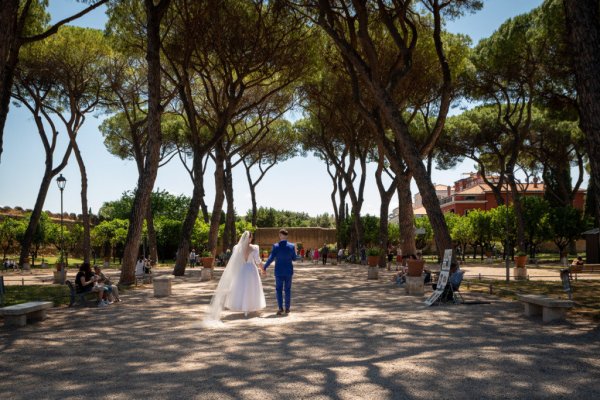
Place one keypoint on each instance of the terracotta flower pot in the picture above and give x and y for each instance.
(415, 267)
(372, 261)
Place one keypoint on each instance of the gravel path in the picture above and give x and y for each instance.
(346, 338)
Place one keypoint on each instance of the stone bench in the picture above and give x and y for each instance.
(162, 285)
(550, 309)
(19, 314)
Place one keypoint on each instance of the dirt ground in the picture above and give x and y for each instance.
(346, 338)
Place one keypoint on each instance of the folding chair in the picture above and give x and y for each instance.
(454, 287)
(451, 291)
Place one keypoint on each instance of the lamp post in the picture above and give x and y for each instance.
(61, 181)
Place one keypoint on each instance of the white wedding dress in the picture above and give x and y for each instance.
(246, 290)
(240, 288)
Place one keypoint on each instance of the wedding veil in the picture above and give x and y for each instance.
(231, 271)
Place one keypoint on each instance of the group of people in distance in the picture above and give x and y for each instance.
(97, 282)
(143, 266)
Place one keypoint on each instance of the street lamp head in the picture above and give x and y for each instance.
(61, 181)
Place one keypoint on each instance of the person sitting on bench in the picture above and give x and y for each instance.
(577, 261)
(85, 281)
(113, 290)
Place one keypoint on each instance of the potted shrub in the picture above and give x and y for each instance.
(373, 256)
(60, 262)
(207, 259)
(521, 259)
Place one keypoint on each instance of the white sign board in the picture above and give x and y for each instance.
(443, 278)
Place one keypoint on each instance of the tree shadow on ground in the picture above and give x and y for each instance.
(345, 338)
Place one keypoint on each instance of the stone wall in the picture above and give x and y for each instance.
(309, 237)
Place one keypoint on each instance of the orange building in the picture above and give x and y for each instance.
(472, 193)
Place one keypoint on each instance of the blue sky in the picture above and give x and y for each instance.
(22, 162)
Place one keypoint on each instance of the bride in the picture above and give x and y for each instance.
(240, 288)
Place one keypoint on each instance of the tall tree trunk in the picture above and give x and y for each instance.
(583, 26)
(229, 232)
(190, 218)
(384, 209)
(252, 187)
(152, 241)
(406, 216)
(518, 207)
(141, 202)
(215, 218)
(85, 215)
(9, 51)
(35, 215)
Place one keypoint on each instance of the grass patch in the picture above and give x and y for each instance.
(586, 293)
(58, 294)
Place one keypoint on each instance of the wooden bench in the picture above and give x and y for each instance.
(19, 314)
(575, 270)
(590, 268)
(81, 297)
(550, 309)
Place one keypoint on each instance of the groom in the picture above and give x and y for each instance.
(283, 253)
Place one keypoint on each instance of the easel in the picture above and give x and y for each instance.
(442, 279)
(1, 290)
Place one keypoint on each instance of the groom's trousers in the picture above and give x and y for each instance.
(281, 283)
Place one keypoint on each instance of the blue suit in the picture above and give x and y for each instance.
(283, 253)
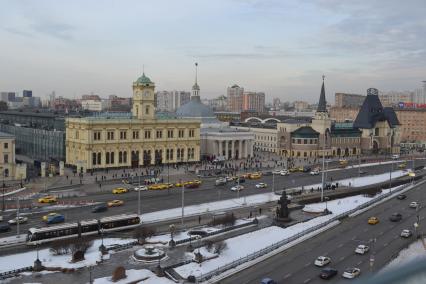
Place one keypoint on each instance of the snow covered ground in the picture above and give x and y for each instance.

▸ Work instructions
Rescale the entries from the line containing "Place one keypoint on each instance of the easel" through the end of the entries, both ends included. Reproduce every line, requests included, but omit the pictures, and multiply each coordinate in the answers by 1.05, rounding to whole numbers with halves rounded up.

▸ Output
Place one keypoint on each instance of the easel in the picture above and give x and y for each instance.
(464, 293)
(1, 305)
Place one keypoint on each instance of the groom's trousers in the picture above and give x and y for each instance.
(295, 297)
Place one keypoint on each instance of the blue suit in the picture above and give x and y for each instance.
(297, 266)
Place one keypoint on each instance of the snow covered ground in the picture above and give x and y for each instance.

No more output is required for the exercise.